> _Problem_: Would you repeat each line below exactly, without the pictures?

> _Data for the task_:
--------------------------------------------------

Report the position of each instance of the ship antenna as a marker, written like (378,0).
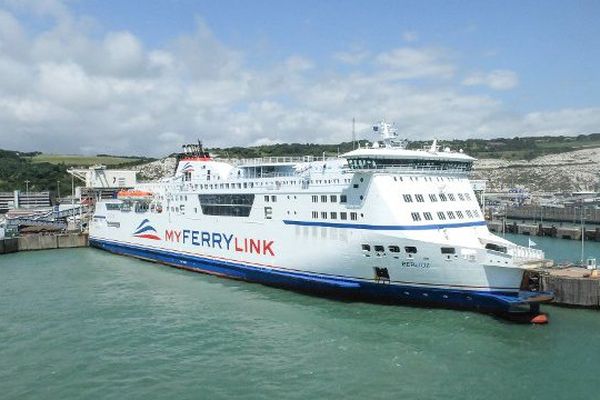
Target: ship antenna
(353,133)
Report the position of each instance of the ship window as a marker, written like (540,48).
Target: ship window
(235,205)
(495,247)
(410,249)
(113,206)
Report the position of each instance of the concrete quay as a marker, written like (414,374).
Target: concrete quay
(43,242)
(561,232)
(574,286)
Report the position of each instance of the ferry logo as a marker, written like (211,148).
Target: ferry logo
(187,167)
(144,230)
(221,240)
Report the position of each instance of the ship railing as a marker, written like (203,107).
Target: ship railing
(409,170)
(276,160)
(522,254)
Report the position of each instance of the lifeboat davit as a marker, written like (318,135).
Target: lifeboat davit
(134,195)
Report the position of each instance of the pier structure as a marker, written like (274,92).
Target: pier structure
(43,242)
(547,228)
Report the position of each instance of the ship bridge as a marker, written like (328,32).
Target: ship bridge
(389,154)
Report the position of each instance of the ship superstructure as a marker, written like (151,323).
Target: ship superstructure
(381,223)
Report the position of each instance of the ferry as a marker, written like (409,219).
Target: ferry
(380,223)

--------------------------------------------------

> _Reply_:
Report the position of each instance of the ship antenna as a marker, written like (378,0).
Target: ship antenna
(353,133)
Report the position of each instance of the ship window as a marker, written like (540,48).
Target: ship window
(235,205)
(495,247)
(410,249)
(113,206)
Report the position of each instance of the concrete quay as a marker, written like (414,374).
Target: concrete quay
(43,242)
(561,232)
(574,286)
Report the position of each instance of the ferry logo as a marker, written like (211,148).
Target: ferry logo
(187,167)
(144,230)
(221,240)
Report the position of each instance of the ship railing as a marker, written like (203,107).
Target: ship railing
(409,170)
(276,160)
(522,254)
Report the position of each instance of the lifeboat davit as a marker, written like (318,135).
Target: lifeboat davit
(134,195)
Report the position of each instance of the pier structure as a marker, written like (274,92).
Target: pier structure
(43,242)
(547,228)
Report the position of each instance of the ship bridge as a marker, written like (328,32).
Target: ship bridge
(389,154)
Report the position of each instance of the ship superstructure as a marker, written like (151,323).
Target: ship superstructure
(381,223)
Report the position of each instance of the ferry as a marker, written like (409,219).
Target: ferry
(380,223)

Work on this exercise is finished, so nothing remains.